§ WHAT THIS TASK INVOLVES
Which lines of the entries contain the word "flower"? Please list them.

Stored items from a collection:
=== Section Start ===

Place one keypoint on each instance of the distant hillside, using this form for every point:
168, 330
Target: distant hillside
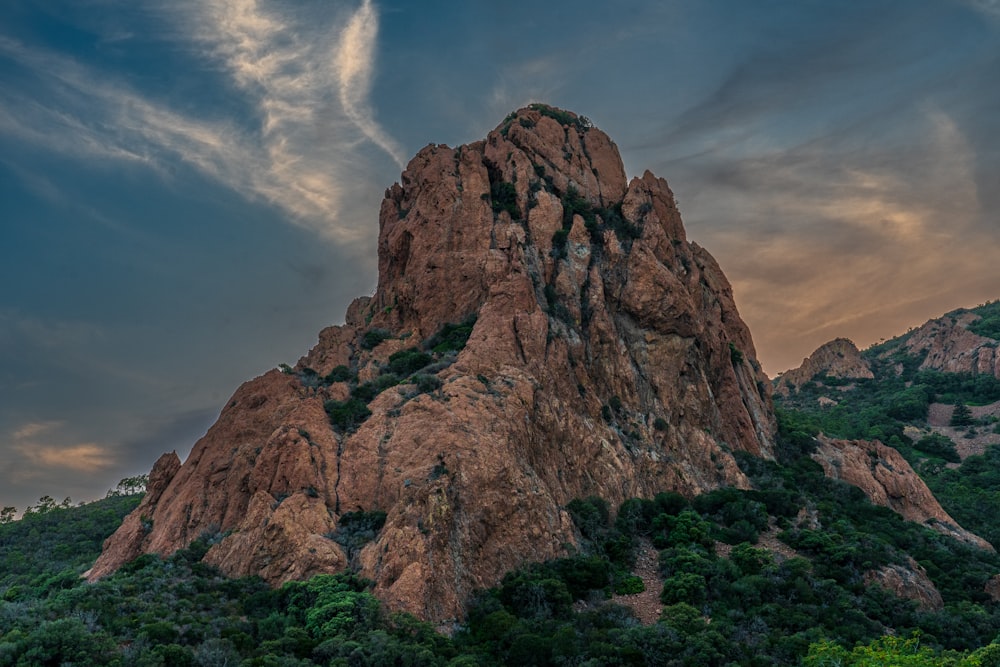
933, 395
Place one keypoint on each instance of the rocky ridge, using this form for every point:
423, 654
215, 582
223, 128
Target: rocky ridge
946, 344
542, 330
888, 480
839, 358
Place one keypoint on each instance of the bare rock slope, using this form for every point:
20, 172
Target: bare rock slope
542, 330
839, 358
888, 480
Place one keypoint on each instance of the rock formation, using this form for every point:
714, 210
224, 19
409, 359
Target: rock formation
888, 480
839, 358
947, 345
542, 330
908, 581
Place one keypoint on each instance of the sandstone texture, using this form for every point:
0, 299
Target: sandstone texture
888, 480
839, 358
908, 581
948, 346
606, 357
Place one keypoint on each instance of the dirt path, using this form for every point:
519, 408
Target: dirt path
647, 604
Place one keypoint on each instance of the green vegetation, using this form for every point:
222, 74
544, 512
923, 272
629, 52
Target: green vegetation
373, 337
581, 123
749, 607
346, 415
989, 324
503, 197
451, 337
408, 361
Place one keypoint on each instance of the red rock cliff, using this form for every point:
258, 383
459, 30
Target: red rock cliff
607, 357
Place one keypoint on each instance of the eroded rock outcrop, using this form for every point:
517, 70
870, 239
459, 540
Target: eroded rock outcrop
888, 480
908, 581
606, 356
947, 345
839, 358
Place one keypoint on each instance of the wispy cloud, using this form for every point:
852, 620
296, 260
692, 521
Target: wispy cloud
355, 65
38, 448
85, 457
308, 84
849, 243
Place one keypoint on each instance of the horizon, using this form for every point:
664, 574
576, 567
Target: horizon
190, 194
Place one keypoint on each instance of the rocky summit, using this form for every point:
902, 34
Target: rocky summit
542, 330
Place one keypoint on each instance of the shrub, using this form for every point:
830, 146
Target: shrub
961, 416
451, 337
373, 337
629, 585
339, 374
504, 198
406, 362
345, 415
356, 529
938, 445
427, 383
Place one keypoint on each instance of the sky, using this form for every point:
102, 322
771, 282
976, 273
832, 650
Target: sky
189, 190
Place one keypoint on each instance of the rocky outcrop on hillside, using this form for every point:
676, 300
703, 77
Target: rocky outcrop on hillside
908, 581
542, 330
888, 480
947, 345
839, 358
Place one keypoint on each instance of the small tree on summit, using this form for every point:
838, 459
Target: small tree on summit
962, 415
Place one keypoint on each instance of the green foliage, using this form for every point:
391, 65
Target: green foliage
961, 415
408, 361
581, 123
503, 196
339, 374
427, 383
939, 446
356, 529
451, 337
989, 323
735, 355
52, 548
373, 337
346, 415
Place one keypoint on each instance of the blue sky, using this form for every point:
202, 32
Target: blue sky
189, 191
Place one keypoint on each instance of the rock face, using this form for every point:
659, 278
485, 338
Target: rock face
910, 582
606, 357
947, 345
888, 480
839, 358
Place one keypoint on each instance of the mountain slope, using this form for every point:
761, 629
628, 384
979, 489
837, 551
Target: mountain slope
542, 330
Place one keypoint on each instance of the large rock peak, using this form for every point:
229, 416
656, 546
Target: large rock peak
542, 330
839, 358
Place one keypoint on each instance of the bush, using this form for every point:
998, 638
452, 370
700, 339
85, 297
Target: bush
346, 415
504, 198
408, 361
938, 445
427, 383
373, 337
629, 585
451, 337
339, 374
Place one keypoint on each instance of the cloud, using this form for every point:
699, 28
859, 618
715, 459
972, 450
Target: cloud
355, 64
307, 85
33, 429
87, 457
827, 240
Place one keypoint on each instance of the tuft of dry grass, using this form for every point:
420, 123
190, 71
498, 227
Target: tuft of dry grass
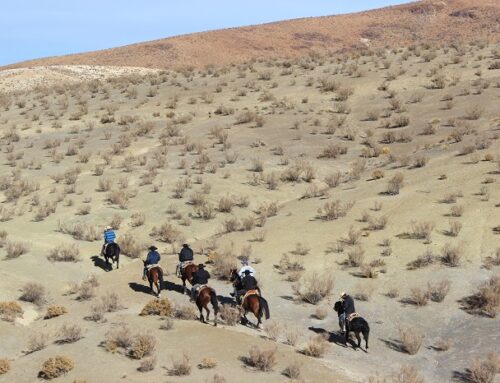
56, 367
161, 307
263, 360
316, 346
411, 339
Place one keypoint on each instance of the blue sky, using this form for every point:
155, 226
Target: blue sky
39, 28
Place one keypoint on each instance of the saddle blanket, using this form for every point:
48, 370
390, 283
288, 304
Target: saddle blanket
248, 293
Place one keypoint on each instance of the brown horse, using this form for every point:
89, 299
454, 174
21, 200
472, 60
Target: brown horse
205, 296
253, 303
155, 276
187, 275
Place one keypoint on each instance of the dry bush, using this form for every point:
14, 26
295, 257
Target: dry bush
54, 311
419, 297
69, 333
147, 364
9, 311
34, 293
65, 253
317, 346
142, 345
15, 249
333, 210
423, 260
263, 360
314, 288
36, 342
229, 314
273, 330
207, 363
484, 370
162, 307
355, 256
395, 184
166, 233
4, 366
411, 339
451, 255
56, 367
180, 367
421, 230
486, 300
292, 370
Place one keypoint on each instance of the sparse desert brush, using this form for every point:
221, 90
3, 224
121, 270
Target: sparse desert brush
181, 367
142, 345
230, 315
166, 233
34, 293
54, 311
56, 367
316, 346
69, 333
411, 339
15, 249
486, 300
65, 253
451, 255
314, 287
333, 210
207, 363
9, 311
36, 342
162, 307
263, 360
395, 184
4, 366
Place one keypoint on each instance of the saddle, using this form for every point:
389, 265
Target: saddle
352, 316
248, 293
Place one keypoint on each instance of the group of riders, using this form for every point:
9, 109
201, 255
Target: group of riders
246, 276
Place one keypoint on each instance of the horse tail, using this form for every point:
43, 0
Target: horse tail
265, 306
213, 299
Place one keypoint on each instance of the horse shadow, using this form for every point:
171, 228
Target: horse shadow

=== Section End ===
=== Section Start ===

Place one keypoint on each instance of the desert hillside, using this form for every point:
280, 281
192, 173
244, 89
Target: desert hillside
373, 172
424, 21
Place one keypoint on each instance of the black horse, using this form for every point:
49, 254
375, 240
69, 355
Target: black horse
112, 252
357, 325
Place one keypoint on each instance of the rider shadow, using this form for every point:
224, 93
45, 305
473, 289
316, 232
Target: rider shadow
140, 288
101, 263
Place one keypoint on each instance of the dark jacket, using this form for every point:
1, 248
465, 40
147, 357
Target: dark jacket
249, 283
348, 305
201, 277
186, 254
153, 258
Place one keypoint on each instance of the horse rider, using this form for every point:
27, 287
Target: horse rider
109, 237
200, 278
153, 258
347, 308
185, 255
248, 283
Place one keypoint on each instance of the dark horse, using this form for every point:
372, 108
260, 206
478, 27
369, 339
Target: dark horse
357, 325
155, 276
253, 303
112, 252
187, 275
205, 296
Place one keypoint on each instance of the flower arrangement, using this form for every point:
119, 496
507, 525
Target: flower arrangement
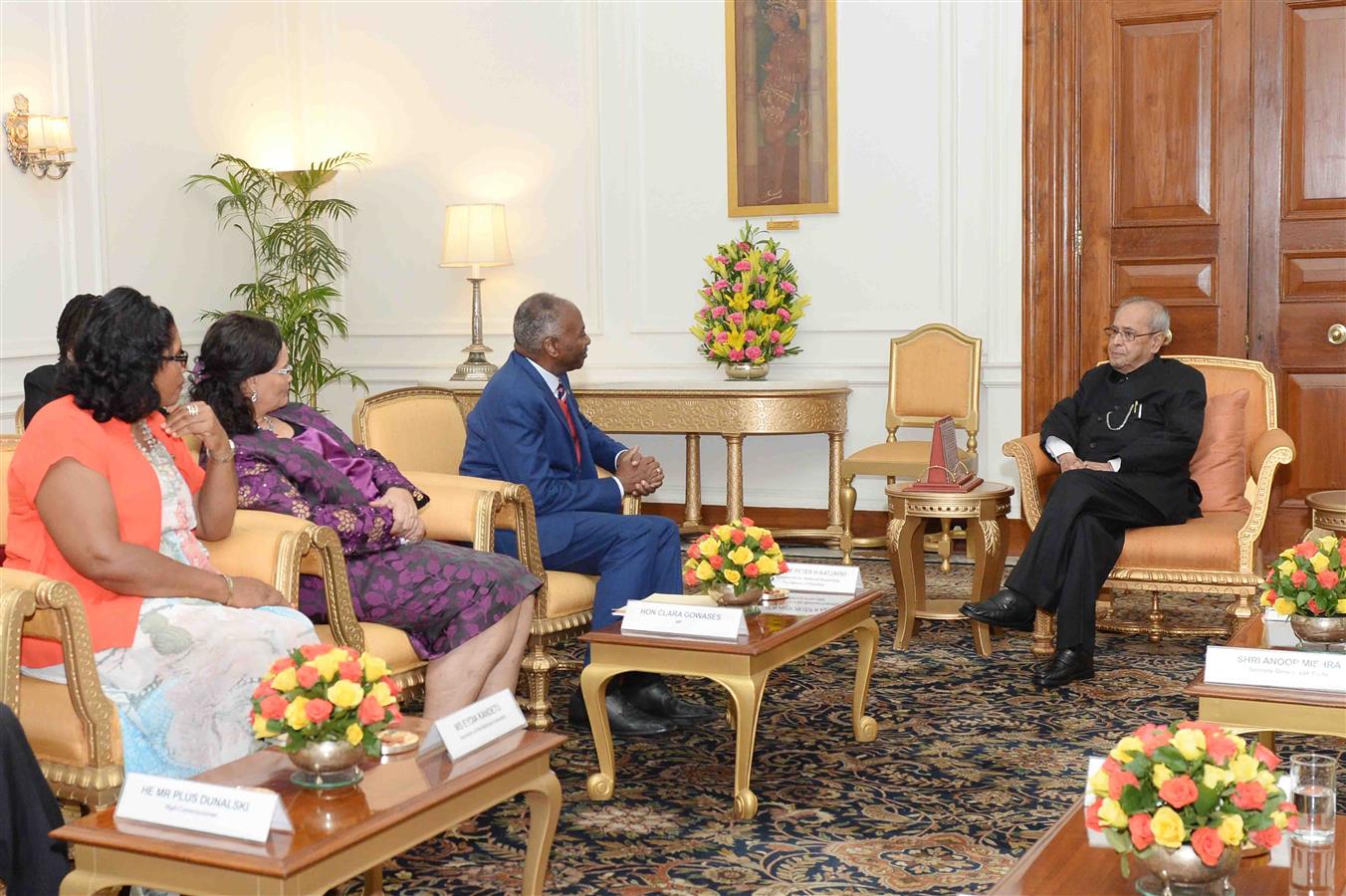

=== Section End ===

§ WRITTEN REPLY
Place one keypoint on each instance of the flower arrangement, using this form for every point:
Target: flower arrangement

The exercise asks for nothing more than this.